# WORK TO BE COMPLETED
From the editorial on hope, quote word for word the passage that starts with "We all agree" and ends with "in our mentality.".

# TEXT PROVIDED
____
Editorial Ta Nea: Hope
The EU Pandemic Recovery Fund is not just a final hope. It is a first class opportunity for reforms that will allow the country to begin its third century of independence dynamically.
Prime Minister Kyriakos Mitsotakis and his cabinet yesterday reviewed the government’s National Recovery Plan that is about be submitted to the European Commission for approval so that Greece may receive its share – 32 billion euros – of EU Pandemic Recovery Fund monies.
It is an impressive amount, and not just because the Fund has been compared to the Marshall Plan.
We all agree – even opposition parties that are already attacking the government even before the plan has been submitted to Parliament – that these funds represent the last hope of the Greek economy to definitively transcend the successive crises that have bedeviled it since 2009.
Yet, the fund should not been viewed only as a last hope. It is a first class opportunity for the country to begin its third century of independence dynamically.
The first step appears to have been taken as this is the first time in recent history that Greece is drafting a reform programme and, what is more, is trumpeting its ownership of the plan.
The next, critical challenge is to implement the programme in the best possible manner.
If it is met that will not only improve public finance statistics. It will also bring about a much deeper change in our mentality.
One will have laid the foundations for building a truly modern state free from clientelism and bureaucratic dysfunctions.
____
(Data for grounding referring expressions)
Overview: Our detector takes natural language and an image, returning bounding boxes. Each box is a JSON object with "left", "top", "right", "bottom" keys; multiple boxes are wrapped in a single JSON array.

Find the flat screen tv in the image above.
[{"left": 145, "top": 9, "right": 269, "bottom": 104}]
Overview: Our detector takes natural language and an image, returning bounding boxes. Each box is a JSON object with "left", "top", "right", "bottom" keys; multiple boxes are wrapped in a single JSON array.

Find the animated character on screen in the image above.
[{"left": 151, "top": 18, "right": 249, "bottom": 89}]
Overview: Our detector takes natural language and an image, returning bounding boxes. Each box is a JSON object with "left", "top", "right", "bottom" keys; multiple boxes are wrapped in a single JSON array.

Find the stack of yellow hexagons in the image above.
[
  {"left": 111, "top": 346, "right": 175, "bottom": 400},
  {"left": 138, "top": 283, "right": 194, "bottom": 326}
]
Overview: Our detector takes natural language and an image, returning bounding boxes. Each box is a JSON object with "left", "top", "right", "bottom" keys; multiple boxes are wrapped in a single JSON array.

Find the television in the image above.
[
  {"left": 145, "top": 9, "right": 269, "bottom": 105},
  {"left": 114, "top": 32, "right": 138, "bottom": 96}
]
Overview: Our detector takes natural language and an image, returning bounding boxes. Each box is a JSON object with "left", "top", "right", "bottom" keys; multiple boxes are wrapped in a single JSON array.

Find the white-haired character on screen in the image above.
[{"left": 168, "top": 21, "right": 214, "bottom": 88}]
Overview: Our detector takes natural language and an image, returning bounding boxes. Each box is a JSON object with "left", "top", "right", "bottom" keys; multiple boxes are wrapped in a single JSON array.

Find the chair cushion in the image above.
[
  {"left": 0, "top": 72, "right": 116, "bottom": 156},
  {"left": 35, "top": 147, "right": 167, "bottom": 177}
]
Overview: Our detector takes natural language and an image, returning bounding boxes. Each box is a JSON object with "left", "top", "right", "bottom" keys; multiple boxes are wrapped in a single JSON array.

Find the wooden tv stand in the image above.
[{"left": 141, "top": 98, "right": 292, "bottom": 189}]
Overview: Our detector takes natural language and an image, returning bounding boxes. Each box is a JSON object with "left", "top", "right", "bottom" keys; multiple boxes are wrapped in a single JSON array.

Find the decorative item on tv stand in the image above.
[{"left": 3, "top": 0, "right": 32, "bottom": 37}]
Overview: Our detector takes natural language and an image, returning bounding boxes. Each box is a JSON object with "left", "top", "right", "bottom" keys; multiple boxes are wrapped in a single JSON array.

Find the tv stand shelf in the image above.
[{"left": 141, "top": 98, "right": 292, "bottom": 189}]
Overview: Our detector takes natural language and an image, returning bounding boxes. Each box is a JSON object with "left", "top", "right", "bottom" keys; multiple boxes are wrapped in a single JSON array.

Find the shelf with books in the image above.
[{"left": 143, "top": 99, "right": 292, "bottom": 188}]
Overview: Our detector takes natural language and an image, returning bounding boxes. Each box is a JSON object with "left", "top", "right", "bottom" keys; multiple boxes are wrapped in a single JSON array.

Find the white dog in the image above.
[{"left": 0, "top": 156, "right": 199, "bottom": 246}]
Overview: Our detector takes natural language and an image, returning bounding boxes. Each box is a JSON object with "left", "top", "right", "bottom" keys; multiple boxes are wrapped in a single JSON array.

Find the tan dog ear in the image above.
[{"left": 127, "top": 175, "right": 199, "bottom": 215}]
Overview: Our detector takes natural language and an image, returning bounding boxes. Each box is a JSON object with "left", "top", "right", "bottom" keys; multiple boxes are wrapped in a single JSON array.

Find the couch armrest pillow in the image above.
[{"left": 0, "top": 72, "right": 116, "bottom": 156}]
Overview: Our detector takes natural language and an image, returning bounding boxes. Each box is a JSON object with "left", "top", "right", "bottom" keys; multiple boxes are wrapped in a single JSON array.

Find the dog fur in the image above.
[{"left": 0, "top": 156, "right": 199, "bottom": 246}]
____
# EXPECTED ANSWER
We all agree – even opposition parties that are already attacking the government even before the plan has been submitted to Parliament – that these funds represent the last hope of the Greek economy to definitively transcend the successive crises that have bedeviled it since 2009.
Yet, the fund should not been viewed only as a last hope. It is a first class opportunity for the country to begin its third century of independence dynamically.
The first step appears to have been taken as this is the first time in recent history that Greece is drafting a reform programme and, what is more, is trumpeting its ownership of the plan.
The next, critical challenge is to implement the programme in the best possible manner.
If it is met that will not only improve public finance statistics. It will also bring about a much deeper change in our mentality.